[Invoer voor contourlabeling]
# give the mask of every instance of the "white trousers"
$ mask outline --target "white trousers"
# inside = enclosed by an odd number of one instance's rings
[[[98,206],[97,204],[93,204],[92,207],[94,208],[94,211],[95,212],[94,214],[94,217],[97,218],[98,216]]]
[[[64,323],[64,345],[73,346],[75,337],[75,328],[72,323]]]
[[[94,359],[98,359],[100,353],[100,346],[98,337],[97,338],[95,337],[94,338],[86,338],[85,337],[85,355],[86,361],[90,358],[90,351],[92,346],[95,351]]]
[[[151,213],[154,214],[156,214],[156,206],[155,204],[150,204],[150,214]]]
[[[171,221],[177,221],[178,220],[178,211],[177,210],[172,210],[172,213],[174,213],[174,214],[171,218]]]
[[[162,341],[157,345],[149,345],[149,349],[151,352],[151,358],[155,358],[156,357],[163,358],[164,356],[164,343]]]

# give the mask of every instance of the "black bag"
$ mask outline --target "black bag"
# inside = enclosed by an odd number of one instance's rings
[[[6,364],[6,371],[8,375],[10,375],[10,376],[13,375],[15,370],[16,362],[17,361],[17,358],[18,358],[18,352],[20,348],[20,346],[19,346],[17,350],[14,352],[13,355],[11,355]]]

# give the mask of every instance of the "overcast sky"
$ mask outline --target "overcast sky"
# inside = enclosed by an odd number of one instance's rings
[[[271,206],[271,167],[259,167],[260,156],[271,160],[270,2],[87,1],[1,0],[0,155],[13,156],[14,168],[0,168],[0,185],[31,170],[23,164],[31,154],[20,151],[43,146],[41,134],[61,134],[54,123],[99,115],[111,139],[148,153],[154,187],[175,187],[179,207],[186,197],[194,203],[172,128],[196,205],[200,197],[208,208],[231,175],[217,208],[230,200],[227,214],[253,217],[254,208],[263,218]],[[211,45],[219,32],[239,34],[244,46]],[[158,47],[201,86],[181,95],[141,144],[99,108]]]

SCHRIFTELIJKE OPGAVE: Zet alle regels van de rijen hierboven om in een genummerde lijst en laat de lege regels weg.

RESULTAAT OEFENING:
1. # give the mask of every instance of the "white trousers"
2. $ mask outline --target "white trousers"
3. # inside = enclosed by an odd number of one instance's rings
4. [[[98,206],[97,204],[93,204],[92,207],[94,208],[94,211],[95,212],[94,214],[94,217],[97,218],[98,216]]]
5. [[[64,323],[64,345],[73,346],[75,337],[75,328],[72,323]]]
6. [[[94,359],[98,359],[100,353],[100,346],[98,337],[97,338],[95,337],[94,338],[86,338],[85,337],[85,355],[86,361],[90,358],[90,351],[92,346],[95,351]]]
7. [[[151,213],[154,214],[156,214],[156,206],[155,204],[150,204],[150,214]]]
8. [[[171,221],[177,221],[178,220],[178,211],[177,210],[172,210],[172,213],[174,213],[174,214],[171,218]]]
9. [[[162,341],[157,345],[149,345],[149,349],[151,352],[151,358],[155,358],[156,357],[163,358],[164,356],[164,343]]]
10. # give the mask of every instance of the "black bag"
11. $ mask outline --target "black bag"
12. # inside = enclosed by an odd number of one instance's rings
13. [[[6,364],[6,371],[8,375],[10,375],[10,376],[13,375],[15,370],[16,362],[17,361],[17,358],[18,358],[18,352],[20,348],[20,346],[19,346],[17,350],[14,352],[13,355],[11,355]]]
14. # give the mask of every instance of the "overcast sky"
15. $ mask outline --target "overcast sky"
16. # inside = enclosed by an odd number of one instance's rings
17. [[[271,206],[271,167],[259,167],[260,156],[271,160],[270,2],[87,1],[1,0],[0,155],[13,156],[14,168],[0,168],[0,185],[31,170],[23,164],[31,154],[20,151],[43,146],[41,134],[61,134],[54,123],[99,115],[111,139],[148,153],[154,187],[175,187],[179,207],[186,197],[194,203],[172,128],[196,205],[200,197],[208,208],[231,175],[217,208],[230,200],[227,214],[253,217],[254,208],[263,218]],[[211,45],[219,32],[239,34],[244,46]],[[158,47],[201,86],[181,95],[141,144],[99,108]]]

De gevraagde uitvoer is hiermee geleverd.